## begin Information given

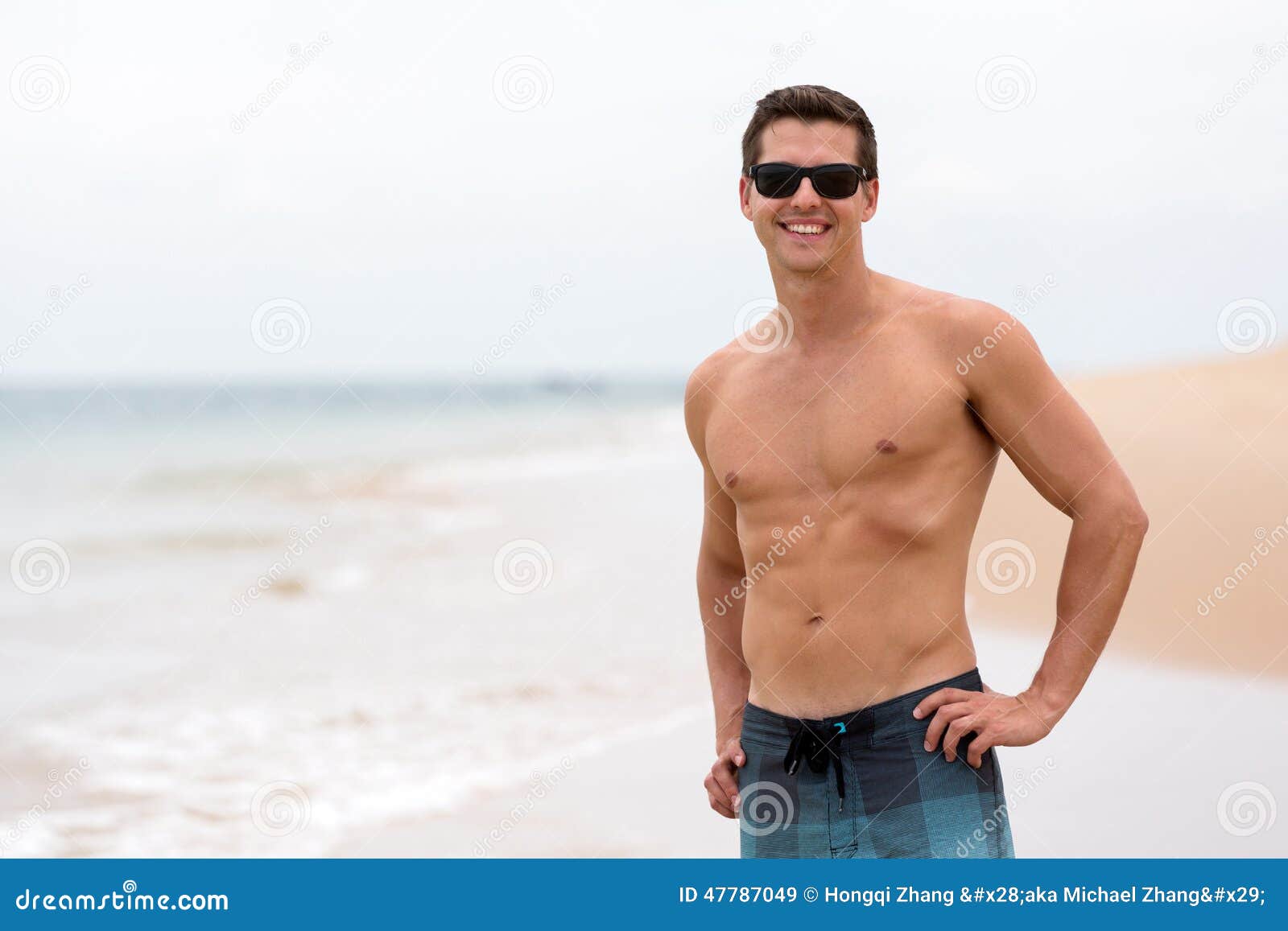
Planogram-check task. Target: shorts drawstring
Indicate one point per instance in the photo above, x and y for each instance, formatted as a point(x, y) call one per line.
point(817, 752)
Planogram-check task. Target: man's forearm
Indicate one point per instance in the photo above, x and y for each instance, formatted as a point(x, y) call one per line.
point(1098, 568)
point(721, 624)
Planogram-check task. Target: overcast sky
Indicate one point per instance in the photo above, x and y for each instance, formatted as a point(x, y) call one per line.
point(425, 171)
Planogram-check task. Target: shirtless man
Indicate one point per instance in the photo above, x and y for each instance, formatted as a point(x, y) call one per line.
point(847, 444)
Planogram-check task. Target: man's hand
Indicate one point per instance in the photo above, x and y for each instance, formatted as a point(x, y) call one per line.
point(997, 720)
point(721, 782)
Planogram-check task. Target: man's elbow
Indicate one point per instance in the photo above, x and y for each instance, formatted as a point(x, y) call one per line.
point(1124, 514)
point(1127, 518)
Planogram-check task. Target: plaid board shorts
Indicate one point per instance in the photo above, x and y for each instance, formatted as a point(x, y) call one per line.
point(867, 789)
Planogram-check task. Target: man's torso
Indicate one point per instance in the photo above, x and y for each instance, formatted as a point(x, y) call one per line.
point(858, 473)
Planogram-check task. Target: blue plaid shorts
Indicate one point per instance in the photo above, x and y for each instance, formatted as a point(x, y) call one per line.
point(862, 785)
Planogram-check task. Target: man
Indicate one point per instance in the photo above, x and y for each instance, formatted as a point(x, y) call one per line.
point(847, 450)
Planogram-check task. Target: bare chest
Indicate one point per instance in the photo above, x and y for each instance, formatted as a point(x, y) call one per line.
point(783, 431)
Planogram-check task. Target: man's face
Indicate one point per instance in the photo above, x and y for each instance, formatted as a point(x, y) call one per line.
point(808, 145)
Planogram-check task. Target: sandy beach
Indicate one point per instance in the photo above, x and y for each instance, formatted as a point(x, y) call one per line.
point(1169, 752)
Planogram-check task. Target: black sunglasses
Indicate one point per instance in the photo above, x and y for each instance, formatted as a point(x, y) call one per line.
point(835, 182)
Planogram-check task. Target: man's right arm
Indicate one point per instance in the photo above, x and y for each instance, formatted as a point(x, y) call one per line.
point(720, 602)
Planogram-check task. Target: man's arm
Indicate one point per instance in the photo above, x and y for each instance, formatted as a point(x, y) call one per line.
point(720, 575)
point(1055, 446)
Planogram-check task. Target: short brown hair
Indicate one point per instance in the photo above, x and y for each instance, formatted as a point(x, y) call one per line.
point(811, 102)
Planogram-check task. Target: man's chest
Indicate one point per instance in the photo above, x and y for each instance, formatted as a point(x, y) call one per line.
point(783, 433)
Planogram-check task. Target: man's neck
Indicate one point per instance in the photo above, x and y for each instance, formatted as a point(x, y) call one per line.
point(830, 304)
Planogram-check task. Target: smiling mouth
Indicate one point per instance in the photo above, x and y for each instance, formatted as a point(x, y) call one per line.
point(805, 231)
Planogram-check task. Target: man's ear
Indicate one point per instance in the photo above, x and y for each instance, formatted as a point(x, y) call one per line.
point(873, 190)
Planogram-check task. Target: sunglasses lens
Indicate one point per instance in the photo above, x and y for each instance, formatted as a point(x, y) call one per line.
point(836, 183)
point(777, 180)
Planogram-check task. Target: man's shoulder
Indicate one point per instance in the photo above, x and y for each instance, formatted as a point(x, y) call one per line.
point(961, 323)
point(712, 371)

## end Information given

> Set task: Can you output every line of the items above as a Markdown table with two columns, Row for the row number and Line for the line itself, skipping any blank lines? Leave the pictures out of the table.

> Problem solution:
| Row | Line |
|---|---|
| 1 | Planogram-check task. Target: shorts drawstring |
| 2 | Indicate one point per instance in the photo above, x and y for each instance, formatted as a point(x, y) call one per line. |
| 3 | point(817, 752) |
| 4 | Planogram-check task. Target: man's forearm |
| 5 | Indicate one point per instance in the photo above, x and y for each instance, formatted as a point(x, y) call one per line. |
| 6 | point(1098, 568) |
| 7 | point(721, 624) |
| 8 | Planogram-check task. Target: overcast sky |
| 9 | Indicate one point per instance in the photo above, x and y for each instance, formatted as a point(x, y) call one per line. |
| 10 | point(425, 171) |
| 11 | Planogram-check task. Target: shirtless man |
| 12 | Indicate one point per instance in the photo above, x and y for each instance, formatted as a point(x, y) call one per line. |
| 13 | point(847, 444) |
| 14 | Planogram-check task. Target: man's hand |
| 15 | Indicate one point per instance in the photo above, x and y for each instance, formatted as a point(x, y) call one per line. |
| 16 | point(997, 720) |
| 17 | point(721, 782) |
| 18 | Planogram-check task. Target: man's elbow |
| 19 | Indicate one point per instance in the photo above, x and y for each instance, formatted as a point(x, y) call one per line. |
| 20 | point(1124, 514) |
| 21 | point(1127, 518) |
| 22 | Planogram-check task. Target: plaid board shorts |
| 23 | Indicate one point per instance in the photo above, x and y for each instance, formatted as a point(x, y) call one per line. |
| 24 | point(867, 789) |
| 25 | Planogram-check task. Target: man's torso |
| 26 | Indicate one point per instance in the photo above, x and y for each instance, formatted as a point(x, y) call one per line. |
| 27 | point(858, 473) |
| 28 | Planogram-check task. Target: blue plaid shorts |
| 29 | Indicate one point per instance in the photo above, x and y for each instance, formatted as a point(x, y) call one per line. |
| 30 | point(862, 785) |
| 31 | Planogram-check task. Target: man |
| 32 | Indicate one point per instance in the photo above, x and y for each instance, formatted as a point(x, y) call one per line. |
| 33 | point(847, 450) |
| 34 | Planogram-check task. Target: bare chest |
| 35 | Indicate one point per instance in the photo above, x and y for each instance, formatted as a point(x, y) call one per line. |
| 36 | point(783, 431) |
| 37 | Planogram-check task. Target: man's face |
| 38 | Indicate one point per instance in the photo above, x and y for each instance, formatted as a point(x, y) call one per line. |
| 39 | point(808, 145) |
| 40 | Planogram-check task. Target: sandy beach |
| 41 | Indicate one point per instance in the photo above, x and y for each instance, formatted as a point(x, y) call one per line. |
| 42 | point(1169, 752) |
| 43 | Planogram-check task. Target: black sunglasses |
| 44 | Indicate one point per instance in the photo above, x and y for each instance, formatted as a point(x, y) call one per line. |
| 45 | point(835, 182) |
| 46 | Planogram-check task. Target: man's right arm |
| 47 | Indicate one point per instance in the photo above, x and y for each instance, formatted as a point(x, y) call one per line. |
| 48 | point(720, 602) |
| 49 | Planogram-check task. Target: man's arm |
| 50 | Indicate one point per instance in the photo above, x and y for each instance, formatted as a point(x, y) call one per line. |
| 51 | point(720, 575) |
| 52 | point(1055, 446) |
| 53 | Planogram-check task. Target: short brown hair |
| 54 | Indicate one point per instance in the photo above, x and y for each instance, formatted as a point(x, y) call one per line. |
| 55 | point(811, 102) |
| 56 | Planogram-check task. Target: man's chest |
| 57 | Indicate one point per instance in the photo above, x and y for each instance, formatted as a point(x, y) call one per line. |
| 58 | point(783, 433) |
| 59 | Planogram-check task. Target: man's neck |
| 60 | Indicate one point per instance in the photo above, x and y for each instance, formatted as a point(x, y) call one per line. |
| 61 | point(830, 304) |
| 62 | Planogram-check task. Target: smiling mouth |
| 63 | Indicate one point per instance in the photo above, x and y for each instance, formatted as a point(x, y) call one per line. |
| 64 | point(805, 231) |
| 65 | Planogram-check task. Target: man's ear |
| 66 | Indicate one point per instance in the photo above, x and y for each instance, formatted as a point(x, y) call one per line. |
| 67 | point(873, 190) |
| 68 | Planogram-check task. Target: sunglasses lens |
| 69 | Indicate one point per instance in the photo above, x and y for each instance, formatted as a point(x, y) call one per line. |
| 70 | point(836, 183) |
| 71 | point(777, 180) |
| 72 | Planogram-check task. Target: man's shoulder |
| 73 | Indicate one point per instance in the photo above, x and y for each instance, formatted as a point(x, y) call one per line. |
| 74 | point(961, 323) |
| 75 | point(712, 371) |